[The data start]

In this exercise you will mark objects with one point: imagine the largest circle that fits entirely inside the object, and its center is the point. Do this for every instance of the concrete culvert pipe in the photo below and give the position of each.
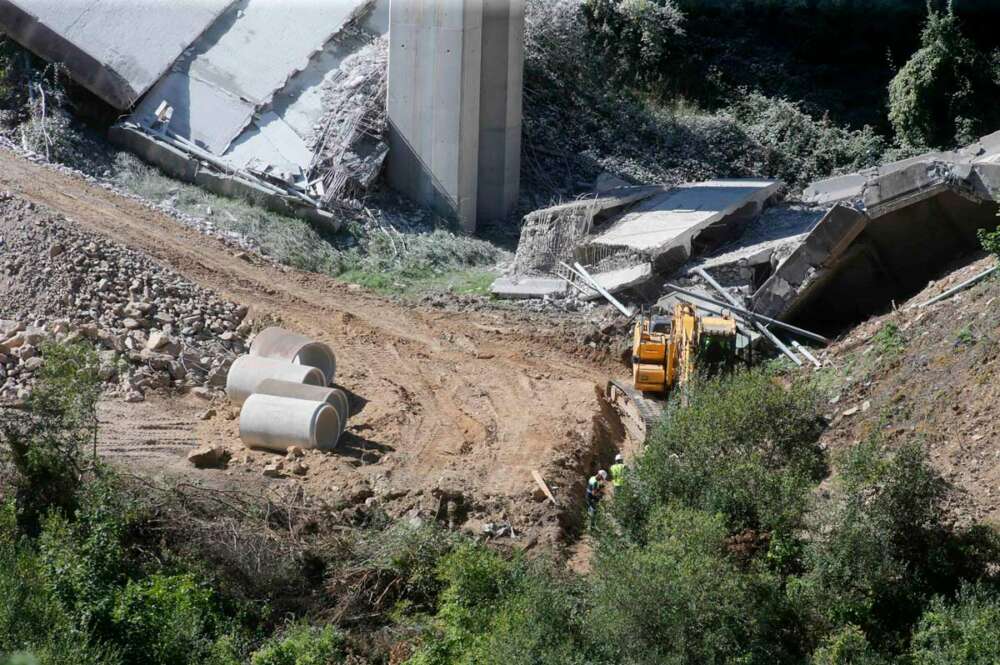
(286, 345)
(248, 371)
(335, 397)
(278, 423)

[The data end]

> Task prompt
Print every row above word for word, omitting the picture.

> Response to this task
In this exercise you will mark objects with one point: imagine the largest circle that fits entirely inside the object, and its center is the point. Do this for every instance of the concrete culvert pipe in the photo below and give the position of each.
(286, 345)
(248, 371)
(335, 397)
(278, 423)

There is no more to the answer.